Task:
Could you rename "roi" to "target" everywhere in the rows below, leaving everything else unchanged?

(Detection annotation records)
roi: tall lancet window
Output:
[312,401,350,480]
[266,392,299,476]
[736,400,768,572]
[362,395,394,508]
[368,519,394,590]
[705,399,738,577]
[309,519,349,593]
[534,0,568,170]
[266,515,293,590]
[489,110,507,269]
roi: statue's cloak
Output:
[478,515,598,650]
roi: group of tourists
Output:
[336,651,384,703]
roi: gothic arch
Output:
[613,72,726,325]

Solution for this exercise:
target: tall lancet window
Output:
[312,401,350,480]
[266,392,299,476]
[736,400,768,572]
[362,395,394,508]
[368,519,394,590]
[705,399,738,577]
[309,519,349,593]
[534,0,568,170]
[266,515,293,590]
[489,110,507,269]
target: statue's cloak
Output:
[478,515,598,650]
target: group of tourists
Output:
[336,651,384,703]
target: gothic arch
Output:
[613,72,726,325]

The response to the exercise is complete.